**Document section:**
# Viagra



## CWJ (Aug 24, 2010)

A man went to the doctor's office to ask for a triple dose of Viagra. 
The doctor told him that he couldn't allow him a triple dose.
'Why not?' asked the man.
'Because it's not safe,' replied the doctor.
'But I need it really bad,' said the man.
'Well, why do you need it so badly?' asked the doctor.

The man said, 'My girlfriend is coming into town on Friday, my ex-wife will be here on Saturday and my wife is coming home on Sunday.

So you see, I've got to have a triple dose.'

The doctor finally relented saying, 'All right, I'll give it to you, but you have to come in Monday morning so that I can check you to see if there are any side effects.'

On Monday afternoon the man dragged himself into the doctor's office... his right arm in a sling.

The doctor asked, 'Good gawd! What happened to you?'

The man said, 'No one showed up.'


----------



## Hoggy (May 8, 2002)

:lol: :lol: 
Hoggy


----------



## davelincs (Jan 1, 2010)

:lol:


----------



## YoungOldUn (Apr 12, 2011)

:lol: :lol:


----------



## T3RBO (Dec 9, 2003)

:lol: :lol:


----------



## Nilesong (Jan 19, 2009)

:lol:


----------



## roadsterx (Sep 7, 2011)

:lol: :lol:


----------



## Dotti (Mar 9, 2003)

:lol: :lol:


----------



## batugundal (Jul 27, 2011)

:lol: :lol:


----------

**Instructions to follow:** In the forum joke, what does the doctor require of the man in exchange for the triple dose? The lines after this point are separate material with no connection to the thread.

[Coordinate annotation entries]

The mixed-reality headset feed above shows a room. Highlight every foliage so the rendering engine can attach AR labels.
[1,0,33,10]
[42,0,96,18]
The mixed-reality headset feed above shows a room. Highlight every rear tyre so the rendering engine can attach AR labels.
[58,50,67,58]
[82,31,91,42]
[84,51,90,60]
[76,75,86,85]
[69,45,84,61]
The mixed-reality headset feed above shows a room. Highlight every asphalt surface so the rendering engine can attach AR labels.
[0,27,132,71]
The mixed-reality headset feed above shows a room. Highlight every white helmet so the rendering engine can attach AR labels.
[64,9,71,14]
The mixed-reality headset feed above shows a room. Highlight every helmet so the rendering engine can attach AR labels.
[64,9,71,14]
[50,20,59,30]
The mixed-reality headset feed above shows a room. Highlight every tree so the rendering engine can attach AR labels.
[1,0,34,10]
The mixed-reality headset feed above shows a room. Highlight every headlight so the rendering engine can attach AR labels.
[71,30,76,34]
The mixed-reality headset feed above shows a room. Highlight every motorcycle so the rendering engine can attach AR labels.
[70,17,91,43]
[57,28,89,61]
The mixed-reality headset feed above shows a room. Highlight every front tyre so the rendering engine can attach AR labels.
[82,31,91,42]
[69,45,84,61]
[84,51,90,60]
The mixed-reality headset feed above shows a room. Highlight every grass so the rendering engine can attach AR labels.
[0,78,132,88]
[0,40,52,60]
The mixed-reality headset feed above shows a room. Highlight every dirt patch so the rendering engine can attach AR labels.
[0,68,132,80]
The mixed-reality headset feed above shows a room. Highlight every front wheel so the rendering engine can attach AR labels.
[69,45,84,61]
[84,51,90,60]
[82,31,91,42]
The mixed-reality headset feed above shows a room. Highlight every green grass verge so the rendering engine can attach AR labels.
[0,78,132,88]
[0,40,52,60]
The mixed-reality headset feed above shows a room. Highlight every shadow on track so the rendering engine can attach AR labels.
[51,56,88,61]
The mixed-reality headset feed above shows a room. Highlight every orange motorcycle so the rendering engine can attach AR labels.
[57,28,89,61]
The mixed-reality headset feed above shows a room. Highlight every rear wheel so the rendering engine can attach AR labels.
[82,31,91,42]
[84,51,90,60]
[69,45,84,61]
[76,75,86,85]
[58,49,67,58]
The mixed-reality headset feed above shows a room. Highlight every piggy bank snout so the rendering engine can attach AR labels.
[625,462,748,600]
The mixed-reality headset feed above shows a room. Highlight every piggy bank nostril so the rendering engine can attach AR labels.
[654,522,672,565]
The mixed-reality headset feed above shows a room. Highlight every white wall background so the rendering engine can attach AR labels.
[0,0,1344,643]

**Correct response:** He has to come in Monday morning so the doctor can check him for side effects.